## Task to carry out
Output the rows below verbatim, from the first line through the line containing "[[382,87],[345,91],[341,169],[343,175],[396,174],[394,92]]", inclusive of both ends.

## Given records
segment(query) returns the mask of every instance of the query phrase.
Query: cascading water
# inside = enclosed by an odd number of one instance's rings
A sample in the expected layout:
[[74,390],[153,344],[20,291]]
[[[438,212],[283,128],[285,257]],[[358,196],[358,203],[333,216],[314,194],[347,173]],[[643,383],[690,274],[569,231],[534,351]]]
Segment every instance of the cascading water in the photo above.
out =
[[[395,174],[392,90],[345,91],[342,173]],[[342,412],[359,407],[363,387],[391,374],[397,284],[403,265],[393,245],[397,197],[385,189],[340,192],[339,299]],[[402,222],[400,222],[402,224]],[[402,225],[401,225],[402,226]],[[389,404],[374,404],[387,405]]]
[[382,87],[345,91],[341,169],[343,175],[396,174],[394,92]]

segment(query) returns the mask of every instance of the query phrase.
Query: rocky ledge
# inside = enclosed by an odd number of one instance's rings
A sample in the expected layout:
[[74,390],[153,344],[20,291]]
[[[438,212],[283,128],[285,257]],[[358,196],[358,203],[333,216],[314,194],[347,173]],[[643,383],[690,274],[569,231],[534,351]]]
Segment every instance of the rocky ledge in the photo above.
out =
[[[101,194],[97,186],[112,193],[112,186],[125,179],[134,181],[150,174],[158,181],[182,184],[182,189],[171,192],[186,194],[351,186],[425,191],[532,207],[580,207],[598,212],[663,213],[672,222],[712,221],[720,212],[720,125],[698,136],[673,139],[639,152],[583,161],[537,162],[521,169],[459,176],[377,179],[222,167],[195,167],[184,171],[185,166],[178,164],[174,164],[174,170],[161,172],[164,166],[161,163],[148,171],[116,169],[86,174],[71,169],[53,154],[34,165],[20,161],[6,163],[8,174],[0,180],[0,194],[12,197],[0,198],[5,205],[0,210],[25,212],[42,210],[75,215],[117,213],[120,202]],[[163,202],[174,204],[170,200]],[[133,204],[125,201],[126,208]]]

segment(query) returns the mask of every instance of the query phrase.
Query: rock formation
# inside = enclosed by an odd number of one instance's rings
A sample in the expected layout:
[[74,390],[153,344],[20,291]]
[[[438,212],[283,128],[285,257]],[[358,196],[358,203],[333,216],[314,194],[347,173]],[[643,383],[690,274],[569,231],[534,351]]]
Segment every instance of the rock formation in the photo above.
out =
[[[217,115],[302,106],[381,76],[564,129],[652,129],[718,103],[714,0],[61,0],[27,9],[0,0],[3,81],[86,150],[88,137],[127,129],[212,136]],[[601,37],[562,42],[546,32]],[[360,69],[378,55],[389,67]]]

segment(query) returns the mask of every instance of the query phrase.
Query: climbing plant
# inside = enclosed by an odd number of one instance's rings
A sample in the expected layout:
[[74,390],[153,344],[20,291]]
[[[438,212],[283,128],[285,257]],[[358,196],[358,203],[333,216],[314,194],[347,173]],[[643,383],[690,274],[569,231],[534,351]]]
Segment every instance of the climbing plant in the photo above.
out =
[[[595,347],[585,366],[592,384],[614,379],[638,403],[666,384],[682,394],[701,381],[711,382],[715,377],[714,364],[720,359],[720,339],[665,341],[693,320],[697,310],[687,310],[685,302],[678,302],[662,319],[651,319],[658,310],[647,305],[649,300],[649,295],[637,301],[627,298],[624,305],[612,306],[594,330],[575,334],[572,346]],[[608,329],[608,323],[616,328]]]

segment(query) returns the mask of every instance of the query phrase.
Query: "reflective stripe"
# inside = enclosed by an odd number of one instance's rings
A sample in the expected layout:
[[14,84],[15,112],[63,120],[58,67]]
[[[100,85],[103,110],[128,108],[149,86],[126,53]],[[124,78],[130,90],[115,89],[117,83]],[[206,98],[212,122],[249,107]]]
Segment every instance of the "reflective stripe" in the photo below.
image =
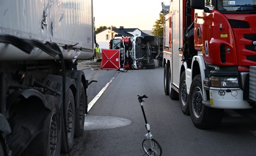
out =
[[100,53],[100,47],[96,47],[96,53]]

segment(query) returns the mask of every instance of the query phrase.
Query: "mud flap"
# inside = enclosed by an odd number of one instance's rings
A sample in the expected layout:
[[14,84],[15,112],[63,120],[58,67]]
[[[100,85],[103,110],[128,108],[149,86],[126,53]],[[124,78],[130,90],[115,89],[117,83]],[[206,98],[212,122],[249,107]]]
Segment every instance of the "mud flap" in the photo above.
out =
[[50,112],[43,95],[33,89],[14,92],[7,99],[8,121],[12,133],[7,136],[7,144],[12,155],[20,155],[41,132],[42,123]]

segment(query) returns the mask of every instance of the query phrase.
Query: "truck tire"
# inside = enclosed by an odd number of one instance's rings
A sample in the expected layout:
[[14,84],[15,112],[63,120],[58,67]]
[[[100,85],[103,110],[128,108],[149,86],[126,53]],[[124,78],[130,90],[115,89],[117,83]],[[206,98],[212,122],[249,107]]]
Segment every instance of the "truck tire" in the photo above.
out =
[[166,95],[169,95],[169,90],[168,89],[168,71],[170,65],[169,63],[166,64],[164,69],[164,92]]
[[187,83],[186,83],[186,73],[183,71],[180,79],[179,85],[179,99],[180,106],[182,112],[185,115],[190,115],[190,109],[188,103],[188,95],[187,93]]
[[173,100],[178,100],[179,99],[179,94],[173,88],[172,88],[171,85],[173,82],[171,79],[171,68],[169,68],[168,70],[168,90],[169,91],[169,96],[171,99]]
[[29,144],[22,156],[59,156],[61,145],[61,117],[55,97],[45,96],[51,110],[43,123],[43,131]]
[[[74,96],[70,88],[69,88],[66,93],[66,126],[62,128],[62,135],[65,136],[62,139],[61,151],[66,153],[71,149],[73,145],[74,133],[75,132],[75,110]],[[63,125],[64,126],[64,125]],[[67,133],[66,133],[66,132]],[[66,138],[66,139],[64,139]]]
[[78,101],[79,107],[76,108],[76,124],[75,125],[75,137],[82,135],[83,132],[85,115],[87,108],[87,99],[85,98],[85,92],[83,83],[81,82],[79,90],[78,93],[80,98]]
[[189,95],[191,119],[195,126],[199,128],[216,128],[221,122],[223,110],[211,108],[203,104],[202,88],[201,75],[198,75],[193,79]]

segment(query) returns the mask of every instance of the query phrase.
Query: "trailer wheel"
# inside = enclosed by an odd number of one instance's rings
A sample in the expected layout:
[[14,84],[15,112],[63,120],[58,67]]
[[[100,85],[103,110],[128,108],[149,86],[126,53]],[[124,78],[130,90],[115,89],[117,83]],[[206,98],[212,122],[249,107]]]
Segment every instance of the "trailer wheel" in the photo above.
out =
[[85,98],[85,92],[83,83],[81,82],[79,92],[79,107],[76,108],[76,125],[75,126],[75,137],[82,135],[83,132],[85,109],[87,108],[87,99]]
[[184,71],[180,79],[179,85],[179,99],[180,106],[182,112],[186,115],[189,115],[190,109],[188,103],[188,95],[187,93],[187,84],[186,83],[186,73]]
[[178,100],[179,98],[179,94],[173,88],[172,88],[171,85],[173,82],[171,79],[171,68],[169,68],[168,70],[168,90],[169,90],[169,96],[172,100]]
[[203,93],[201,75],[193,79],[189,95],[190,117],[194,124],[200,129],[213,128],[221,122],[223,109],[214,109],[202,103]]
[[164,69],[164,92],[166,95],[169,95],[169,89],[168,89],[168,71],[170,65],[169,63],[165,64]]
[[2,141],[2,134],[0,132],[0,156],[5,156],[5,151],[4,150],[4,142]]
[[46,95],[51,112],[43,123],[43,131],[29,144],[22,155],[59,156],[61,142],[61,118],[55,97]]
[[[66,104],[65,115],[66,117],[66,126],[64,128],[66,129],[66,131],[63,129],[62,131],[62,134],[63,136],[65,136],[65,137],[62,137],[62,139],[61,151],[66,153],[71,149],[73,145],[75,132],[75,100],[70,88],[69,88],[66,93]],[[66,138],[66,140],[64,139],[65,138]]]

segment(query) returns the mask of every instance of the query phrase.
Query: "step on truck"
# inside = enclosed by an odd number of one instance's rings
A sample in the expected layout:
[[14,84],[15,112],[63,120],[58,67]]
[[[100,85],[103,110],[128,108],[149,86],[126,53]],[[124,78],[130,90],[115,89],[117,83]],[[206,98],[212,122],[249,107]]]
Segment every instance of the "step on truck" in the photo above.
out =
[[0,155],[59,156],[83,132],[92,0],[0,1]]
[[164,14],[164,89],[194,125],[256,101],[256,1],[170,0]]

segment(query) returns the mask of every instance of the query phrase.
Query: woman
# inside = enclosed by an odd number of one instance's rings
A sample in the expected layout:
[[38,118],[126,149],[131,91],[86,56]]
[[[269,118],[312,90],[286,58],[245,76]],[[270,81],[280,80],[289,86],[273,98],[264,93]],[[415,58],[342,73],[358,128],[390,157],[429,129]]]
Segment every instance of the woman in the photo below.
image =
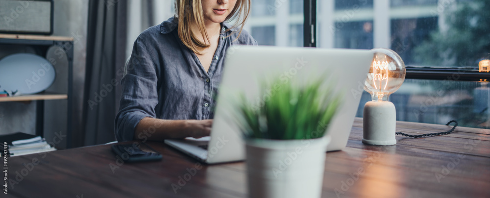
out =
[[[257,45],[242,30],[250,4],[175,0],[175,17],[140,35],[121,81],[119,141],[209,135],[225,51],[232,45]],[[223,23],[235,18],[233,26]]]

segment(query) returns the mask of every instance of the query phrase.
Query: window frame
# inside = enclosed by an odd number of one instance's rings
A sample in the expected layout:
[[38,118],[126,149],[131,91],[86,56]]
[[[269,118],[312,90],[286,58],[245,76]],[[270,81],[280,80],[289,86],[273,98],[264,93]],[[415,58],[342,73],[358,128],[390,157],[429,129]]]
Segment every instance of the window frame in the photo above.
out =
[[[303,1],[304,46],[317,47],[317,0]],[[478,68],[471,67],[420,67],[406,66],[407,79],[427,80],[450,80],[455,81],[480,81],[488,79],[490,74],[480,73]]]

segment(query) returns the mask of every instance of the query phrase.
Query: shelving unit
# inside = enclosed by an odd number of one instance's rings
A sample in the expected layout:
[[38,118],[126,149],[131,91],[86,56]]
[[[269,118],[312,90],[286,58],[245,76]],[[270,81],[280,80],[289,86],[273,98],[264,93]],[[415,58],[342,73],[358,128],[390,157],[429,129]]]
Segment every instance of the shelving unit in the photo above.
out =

## Solved problem
segment(query) returns the mask of every instance of the query phrase.
Query: cascading water
# inside = enclosed by an odd number of one instance's rings
A sample in the expected layout:
[[74,390],[153,344],[20,291]]
[[[438,212],[283,128],[285,257]],[[358,196],[358,203],[333,216],[314,194],[347,173]],[[643,383],[690,274],[569,231],[534,351]]]
Segment every instance of the cascading water in the photo above.
out =
[[[395,174],[392,90],[345,91],[342,173]],[[342,412],[359,407],[363,387],[391,374],[397,284],[403,265],[393,245],[397,197],[385,189],[340,192],[339,299]],[[402,222],[400,222],[402,224]],[[402,225],[401,225],[402,226]],[[389,404],[374,404],[387,405]]]
[[382,87],[345,91],[341,169],[343,175],[396,174],[394,92]]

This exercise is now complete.